▸ **Registros proporcionados**
<<<<

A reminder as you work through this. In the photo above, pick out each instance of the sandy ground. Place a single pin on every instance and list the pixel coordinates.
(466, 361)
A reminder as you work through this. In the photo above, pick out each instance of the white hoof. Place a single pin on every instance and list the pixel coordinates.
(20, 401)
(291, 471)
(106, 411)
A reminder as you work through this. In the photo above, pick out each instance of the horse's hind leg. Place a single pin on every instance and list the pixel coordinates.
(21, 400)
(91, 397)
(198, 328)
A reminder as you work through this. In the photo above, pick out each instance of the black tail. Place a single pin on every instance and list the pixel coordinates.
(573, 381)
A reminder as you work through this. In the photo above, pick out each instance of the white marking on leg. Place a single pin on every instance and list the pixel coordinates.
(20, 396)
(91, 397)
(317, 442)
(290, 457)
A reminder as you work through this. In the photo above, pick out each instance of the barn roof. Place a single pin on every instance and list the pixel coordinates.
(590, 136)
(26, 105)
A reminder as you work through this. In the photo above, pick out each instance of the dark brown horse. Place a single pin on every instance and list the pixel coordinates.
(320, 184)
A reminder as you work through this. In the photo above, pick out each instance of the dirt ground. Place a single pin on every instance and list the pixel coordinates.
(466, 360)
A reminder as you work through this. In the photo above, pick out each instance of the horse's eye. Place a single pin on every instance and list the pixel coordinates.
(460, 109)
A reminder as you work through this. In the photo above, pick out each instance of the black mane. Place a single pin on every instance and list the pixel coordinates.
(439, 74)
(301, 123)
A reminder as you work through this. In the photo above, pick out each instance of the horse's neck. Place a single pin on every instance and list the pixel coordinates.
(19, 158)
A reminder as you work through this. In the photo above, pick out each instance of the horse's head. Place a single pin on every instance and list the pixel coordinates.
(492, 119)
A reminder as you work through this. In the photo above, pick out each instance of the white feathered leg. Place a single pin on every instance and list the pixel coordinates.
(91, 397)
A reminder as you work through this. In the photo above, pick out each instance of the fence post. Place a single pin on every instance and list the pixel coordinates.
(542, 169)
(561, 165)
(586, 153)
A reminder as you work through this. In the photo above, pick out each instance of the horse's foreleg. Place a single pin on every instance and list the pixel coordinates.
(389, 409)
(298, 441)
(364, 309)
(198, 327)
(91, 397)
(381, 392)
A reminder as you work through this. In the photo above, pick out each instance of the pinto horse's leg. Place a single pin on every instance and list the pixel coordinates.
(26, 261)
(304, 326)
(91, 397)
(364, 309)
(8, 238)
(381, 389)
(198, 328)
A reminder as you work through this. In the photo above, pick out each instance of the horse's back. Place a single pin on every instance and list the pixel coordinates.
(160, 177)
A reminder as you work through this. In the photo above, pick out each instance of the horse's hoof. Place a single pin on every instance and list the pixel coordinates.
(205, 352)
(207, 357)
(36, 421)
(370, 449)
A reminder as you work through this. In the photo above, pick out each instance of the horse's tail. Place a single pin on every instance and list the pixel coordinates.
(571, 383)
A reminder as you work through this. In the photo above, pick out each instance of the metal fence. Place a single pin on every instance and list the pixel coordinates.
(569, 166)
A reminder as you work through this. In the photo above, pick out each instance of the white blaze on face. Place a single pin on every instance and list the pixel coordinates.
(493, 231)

>>>>

▸ **Objetivo del ejercicio**
Transcriba textualmente la totalidad de los registros anteriores, línea por línea y sin introducir modificación alguna.

▸ **Resultado a continuación**
A reminder as you work through this. In the photo above, pick out each instance of the sandy ground. Place a single pin on every instance and list the pixel coordinates.
(466, 361)
A reminder as you work through this. In the photo above, pick out each instance of the white hoof. Place a single pin on every instance and list the pixel coordinates.
(20, 401)
(291, 471)
(106, 411)
A reminder as you work through this. In the photo above, pick out each instance of the horse's hind leg. Place a single pin on every instance and list the pixel coordinates.
(21, 400)
(91, 397)
(198, 328)
A reminder as you work through this. In the photo above, pick out each instance of the black tail. Place a single pin on every instance and list the pixel coordinates.
(573, 381)
A reminder as you work through this. In the photo above, pick out each instance of the white marking on leg. Place a single pin on every instance and list the pixel coordinates.
(20, 396)
(91, 397)
(317, 442)
(290, 457)
A reminder as you work through this. In the photo above, pick out each instance of the barn roof. Place a single pin on every instance and list the pixel coordinates.
(590, 136)
(26, 105)
A reminder as you work through this. In the photo above, pick out each instance of the dark brown horse. Place a single pin on every instance and list the pixel coordinates.
(320, 184)
A reminder as you work through this. In the photo above, pick out each instance of the dirt ground. Place a single pin on every instance and list the pixel coordinates.
(466, 360)
A reminder as you work through this. In the photo above, pick out each instance of the horse's eye. Place a single pin on every instance and list the pixel coordinates.
(460, 109)
A reminder as you work through this. In the photo above, pick out each instance of the black mane. Place a single pin on every instance and list the pixel coordinates.
(439, 74)
(301, 123)
A reminder as you work through this. In the photo above, pick out each instance of the horse's neck. Place a single pin on every instance and list the pixel coordinates.
(19, 158)
A reminder as you work through this. In the photo above, pick out each instance of the horse's head. Place a single pin on every instance and list the pixel coordinates.
(492, 119)
A reminder as you work through this. In the photo above, pick out each instance of the white feathered leg. Place a single pin on every instance and list the pixel coordinates.
(91, 397)
A reminder as you work through this. In the photo above, pick out each instance of the fence post. Place a single pin on every instance and list the pixel coordinates.
(542, 169)
(561, 165)
(586, 153)
A reminder as you work through this. In the photo above, pick out each instance of the horse's foreleg. Place a single pin on every instance and list the pixel coordinates.
(389, 409)
(298, 441)
(364, 309)
(198, 327)
(91, 397)
(381, 392)
A reminder as you work through this. In the photo above, pick out each instance of the pinto horse's leg. Place a single pin on every instance and list the pixel coordinates.
(26, 261)
(304, 326)
(91, 397)
(364, 309)
(8, 238)
(381, 389)
(198, 328)
A reminder as you work through this. In the photo above, pick out each instance of the horse's back. Place a single pin on every instance and list the pixel coordinates.
(160, 177)
A reminder as you work through this. In the photo above, pick out each instance of the horse's hoof. Place a single pin on every instance and list the pixel coordinates.
(205, 352)
(207, 357)
(36, 421)
(370, 449)
A reminder as you work through this. In the photo above, pick out each instance of the horse's tail. Place a single pin on every instance and list the pixel coordinates.
(571, 383)
A reminder as you work through this. In the photo above, pick out each instance of the metal fence. Place a single pin on every instance and list the pixel coordinates.
(569, 166)
A reminder as you work through this. In the photo above, pick out each instance of the white blaze on face. Place a single pin on every instance and list the pixel coordinates.
(493, 231)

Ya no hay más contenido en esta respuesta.